(THINGS TO DO):
- a) Please answer these questions using the Middle East update:
(i) How many Islamic State members did Iraqi forces arrest trying to cross the Tigris River?
(ii) What share of their sweep through the Old City had the Federal Police finished?
(iii) How many bridges across the Tigris did Mosul used to have?
- b) In one to three sentences, explain why the Middle East update says so few displaced people are returning to Mosul.
- c) Carry on with the Middle East update from the point where it stops.

(TEXT FOR ANALYSIS):

+-------+

Middle East update: August 1 2017

You may have noticed that I’ve been away for a couple of weeks. While I’m absolutely not going to try to catch you up on everything that’s happened while I’ve been away, I will be interspersing the usual daily news with a few stories that developed over that time.

IRAQ

Combat operations in western Mosul may have ended three weeks ago, but Iraqi security forces are still mopping up:

There were continued clearing and rebuilding operations in Mosul. First, the Iraqi forces (ISF) arrested 12 Islamic State members attempting to escape across the Tigris River from east to west Mosul. They were picked up in three different neighborhoods. Second, the Federal Police announced they were done with 40% of their sweep through the Old City. Three weeks after the city was declared liberated IS elements continue to be killed and arrested, and explosives defused. This is a major reason why so few displaced are returning to the city; they don’t think it is safe yet. Third, a man was freed after being kidnapped for ransom. He was taken in the northeast and found by the army’s 16th Division. There have been sporadic reports of crime taking place in Mosul since the east was freed at the start of 2017. Unfortunately, the lack of jobs and money is likely a driving force. Fourth, 14 bodies were discovered in the Old City of West Mosul. Civil Defense units believe there are hundreds of people still buried in the west, and they have weeks more work to do to find them. Finally, engineers are working on building a new pontoon bridge across the Tigris to link east and west Mosul. The city used to have five bridges across the span but those were all destroyed by the U.S. Coalition. Now these is just one bridge, which severely restricts the movement of people and supplies between the two halves. The World Bank has also fast tracked programs to rebuild the five original bridges.

+-------+

(ENTRIES SUPPLIED):
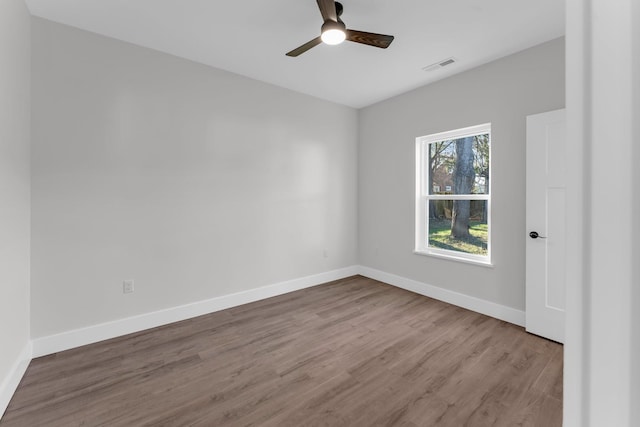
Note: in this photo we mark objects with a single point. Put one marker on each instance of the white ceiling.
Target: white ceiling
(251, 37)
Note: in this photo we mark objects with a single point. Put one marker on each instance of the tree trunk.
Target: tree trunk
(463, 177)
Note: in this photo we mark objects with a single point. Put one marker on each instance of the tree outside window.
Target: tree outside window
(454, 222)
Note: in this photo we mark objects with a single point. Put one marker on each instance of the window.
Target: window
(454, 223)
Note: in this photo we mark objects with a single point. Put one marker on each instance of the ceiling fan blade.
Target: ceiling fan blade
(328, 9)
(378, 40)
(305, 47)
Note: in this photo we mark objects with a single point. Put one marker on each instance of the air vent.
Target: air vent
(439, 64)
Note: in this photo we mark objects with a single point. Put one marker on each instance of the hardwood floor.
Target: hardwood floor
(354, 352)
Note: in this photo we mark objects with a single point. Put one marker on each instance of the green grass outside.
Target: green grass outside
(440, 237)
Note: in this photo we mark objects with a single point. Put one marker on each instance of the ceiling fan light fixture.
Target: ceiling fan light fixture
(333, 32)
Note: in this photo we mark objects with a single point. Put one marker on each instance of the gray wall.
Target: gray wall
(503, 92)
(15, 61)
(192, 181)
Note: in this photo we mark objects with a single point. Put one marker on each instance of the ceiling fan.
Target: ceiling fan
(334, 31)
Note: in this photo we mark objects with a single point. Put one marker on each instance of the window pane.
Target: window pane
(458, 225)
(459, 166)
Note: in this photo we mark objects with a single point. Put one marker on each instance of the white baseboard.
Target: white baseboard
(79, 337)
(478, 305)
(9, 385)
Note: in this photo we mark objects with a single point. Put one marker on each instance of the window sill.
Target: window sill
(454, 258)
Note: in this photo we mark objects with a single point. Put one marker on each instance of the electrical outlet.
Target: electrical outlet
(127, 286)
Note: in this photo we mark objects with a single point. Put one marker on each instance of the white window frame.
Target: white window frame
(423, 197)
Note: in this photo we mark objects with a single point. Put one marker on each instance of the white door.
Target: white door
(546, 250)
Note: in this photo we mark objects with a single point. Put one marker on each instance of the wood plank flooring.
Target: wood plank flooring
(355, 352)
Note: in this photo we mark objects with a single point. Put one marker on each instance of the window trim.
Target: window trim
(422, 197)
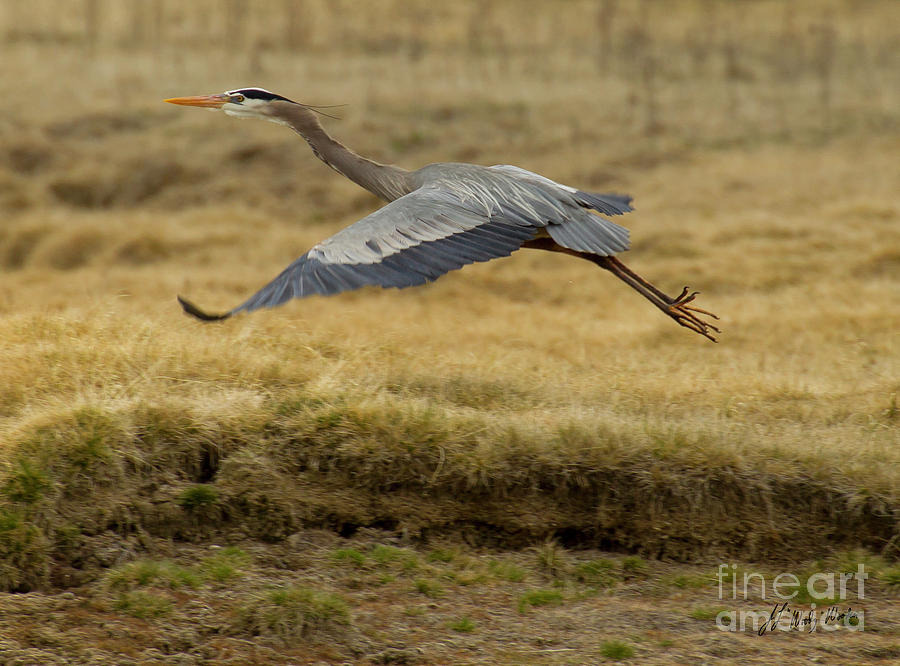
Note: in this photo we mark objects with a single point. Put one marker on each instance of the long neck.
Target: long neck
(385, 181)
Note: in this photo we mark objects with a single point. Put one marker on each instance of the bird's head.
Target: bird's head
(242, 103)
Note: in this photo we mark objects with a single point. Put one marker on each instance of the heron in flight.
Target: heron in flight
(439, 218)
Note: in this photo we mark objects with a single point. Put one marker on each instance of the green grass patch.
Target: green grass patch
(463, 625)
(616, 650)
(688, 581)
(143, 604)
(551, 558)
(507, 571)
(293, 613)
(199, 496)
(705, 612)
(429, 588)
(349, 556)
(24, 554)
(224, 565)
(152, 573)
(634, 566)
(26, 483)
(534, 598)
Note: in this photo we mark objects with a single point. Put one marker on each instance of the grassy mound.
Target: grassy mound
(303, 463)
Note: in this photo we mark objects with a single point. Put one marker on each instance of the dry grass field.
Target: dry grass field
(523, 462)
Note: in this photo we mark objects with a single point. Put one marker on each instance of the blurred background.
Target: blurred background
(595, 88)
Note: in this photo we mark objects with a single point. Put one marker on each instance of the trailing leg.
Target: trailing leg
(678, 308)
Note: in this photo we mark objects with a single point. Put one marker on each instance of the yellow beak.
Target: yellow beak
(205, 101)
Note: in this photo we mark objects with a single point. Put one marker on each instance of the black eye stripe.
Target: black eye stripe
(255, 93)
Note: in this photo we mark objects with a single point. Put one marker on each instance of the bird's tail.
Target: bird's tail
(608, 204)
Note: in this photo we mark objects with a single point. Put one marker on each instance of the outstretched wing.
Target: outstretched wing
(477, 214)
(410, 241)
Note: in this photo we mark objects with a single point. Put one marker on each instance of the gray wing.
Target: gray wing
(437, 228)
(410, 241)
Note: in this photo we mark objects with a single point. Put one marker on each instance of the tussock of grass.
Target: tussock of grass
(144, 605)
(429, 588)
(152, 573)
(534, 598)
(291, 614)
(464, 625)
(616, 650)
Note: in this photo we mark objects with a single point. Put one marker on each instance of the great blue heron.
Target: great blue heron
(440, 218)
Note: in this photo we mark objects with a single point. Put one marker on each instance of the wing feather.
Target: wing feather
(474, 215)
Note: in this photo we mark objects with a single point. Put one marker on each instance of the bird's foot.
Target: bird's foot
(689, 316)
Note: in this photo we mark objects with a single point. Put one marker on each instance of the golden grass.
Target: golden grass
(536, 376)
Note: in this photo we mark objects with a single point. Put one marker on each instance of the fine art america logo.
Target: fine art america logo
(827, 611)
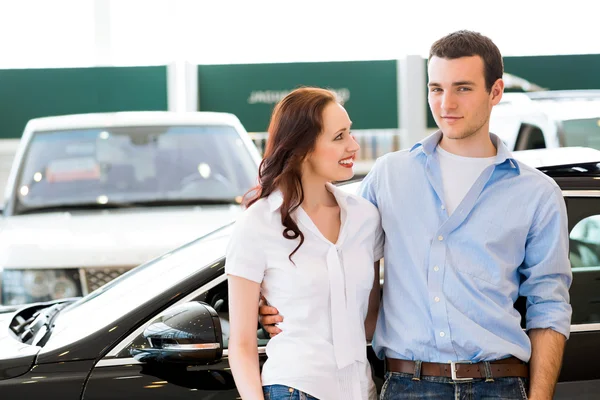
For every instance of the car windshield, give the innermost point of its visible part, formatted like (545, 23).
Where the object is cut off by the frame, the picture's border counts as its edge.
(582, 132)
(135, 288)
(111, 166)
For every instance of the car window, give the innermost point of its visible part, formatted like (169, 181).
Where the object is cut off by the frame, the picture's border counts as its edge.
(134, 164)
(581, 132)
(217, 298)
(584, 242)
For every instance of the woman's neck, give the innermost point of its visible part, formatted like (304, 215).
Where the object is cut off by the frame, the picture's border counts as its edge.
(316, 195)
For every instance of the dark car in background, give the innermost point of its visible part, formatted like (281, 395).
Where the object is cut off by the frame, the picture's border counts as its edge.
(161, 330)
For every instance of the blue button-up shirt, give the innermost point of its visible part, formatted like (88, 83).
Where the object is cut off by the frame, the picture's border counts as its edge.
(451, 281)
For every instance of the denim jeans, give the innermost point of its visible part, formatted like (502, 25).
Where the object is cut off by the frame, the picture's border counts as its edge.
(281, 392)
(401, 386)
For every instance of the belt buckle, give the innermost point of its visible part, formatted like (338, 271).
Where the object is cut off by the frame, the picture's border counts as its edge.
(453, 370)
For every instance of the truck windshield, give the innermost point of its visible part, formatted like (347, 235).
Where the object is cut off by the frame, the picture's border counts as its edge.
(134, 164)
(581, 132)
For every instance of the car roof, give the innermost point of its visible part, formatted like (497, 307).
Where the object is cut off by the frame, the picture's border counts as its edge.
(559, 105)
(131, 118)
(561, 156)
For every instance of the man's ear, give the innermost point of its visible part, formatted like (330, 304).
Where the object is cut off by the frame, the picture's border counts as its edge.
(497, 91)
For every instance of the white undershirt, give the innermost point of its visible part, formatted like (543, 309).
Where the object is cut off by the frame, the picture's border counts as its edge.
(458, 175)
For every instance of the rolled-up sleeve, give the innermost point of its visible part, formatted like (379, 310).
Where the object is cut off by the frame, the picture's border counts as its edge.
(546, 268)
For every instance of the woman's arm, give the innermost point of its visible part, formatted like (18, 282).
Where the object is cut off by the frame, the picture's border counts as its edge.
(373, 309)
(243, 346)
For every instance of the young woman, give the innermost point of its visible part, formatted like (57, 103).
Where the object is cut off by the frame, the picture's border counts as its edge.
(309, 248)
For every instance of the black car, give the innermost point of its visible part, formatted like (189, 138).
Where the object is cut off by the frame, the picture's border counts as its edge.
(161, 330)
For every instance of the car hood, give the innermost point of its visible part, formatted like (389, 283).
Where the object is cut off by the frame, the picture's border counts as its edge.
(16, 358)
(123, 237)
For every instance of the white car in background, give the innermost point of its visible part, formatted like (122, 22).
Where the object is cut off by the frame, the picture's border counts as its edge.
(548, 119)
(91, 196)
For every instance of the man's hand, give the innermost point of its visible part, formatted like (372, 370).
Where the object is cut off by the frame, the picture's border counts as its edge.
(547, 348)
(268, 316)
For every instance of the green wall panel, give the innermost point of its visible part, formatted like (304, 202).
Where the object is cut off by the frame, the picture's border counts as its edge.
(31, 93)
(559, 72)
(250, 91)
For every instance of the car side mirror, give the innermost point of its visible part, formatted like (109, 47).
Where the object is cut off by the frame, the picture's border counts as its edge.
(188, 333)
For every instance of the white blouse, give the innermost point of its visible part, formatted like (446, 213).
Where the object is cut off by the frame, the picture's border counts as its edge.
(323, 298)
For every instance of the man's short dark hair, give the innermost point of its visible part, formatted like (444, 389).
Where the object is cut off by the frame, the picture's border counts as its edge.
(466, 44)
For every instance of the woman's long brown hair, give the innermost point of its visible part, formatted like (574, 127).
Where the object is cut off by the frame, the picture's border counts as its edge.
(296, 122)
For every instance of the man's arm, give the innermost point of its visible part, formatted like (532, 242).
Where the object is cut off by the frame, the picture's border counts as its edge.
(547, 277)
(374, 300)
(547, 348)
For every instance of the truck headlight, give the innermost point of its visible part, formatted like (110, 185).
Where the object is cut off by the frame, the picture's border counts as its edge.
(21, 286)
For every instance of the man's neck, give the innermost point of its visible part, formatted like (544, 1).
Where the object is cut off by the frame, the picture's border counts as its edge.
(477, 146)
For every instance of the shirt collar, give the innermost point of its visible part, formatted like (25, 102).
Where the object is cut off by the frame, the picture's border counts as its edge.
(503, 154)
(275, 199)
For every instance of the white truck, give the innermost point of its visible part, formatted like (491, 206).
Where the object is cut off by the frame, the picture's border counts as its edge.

+-------+

(ANSWERS TO THE TASKS):
- a)
(i) 12
(ii) 40%
(iii) Five

- b) They don't think the city is safe yet. Three weeks after it was declared liberated, Islamic State elements are still being killed and arrested there, and explosives are still being defused.

- c)
Security remains a concern, particularly insofar as Baghdad is not moving quickly to either reinstate Nineveh’s former police officers or to build a new police cohort for the province. This may be due to a lack of money more than anything else.

Tal Afar remains the next target for the Iraqis. On Monday, Najm al-Jabouri, overall commander of Iraqi forces in Nineveh province, told Reuters that he believes the fight for Tal Afar will be (relatively) easy because ISIS is “worn out.” Given the frequent Iraqi predictions of imminent victory in Mosul that turned out to be more bluster than reality, I would suggest treating this prediction skeptically. However, relative to Mosul far fewer of Tal Afar’s civilian population has remained in place, and the absence of civilians could allow coalition airpower and Iraqi artillery to be used even more freely than they were used in Mosul. So it is reasonable to expect that this battle won’t be as challenging.

On Sunday, Iraqi Shiʿa cleric Moqtada al-Sadr visited Saudi Arabia and spoke with several Saudi officials including Crown Prince Mohammed bin Salman. Iraq, for better or worse and probably worse, is becoming a theater in the Saudi-Iran rivalry, with Saudi leaders eager to try to leverage Baghdad away from Tehran. Sadr has tried to position himself as the champion of Iraqis who have been mistreated by Baghdad, a group that includes Iraqi Sunnis. So this is an interesting visit even if it’s not clear that anything substantive came out of it.

SYRIA

While we were away, this happened:

President Trump has decided to end the CIA’s covert program to arm and train moderate Syrian rebels battling the government of Bashar al-Assad, a move long sought by Russia, according to U.S. officials.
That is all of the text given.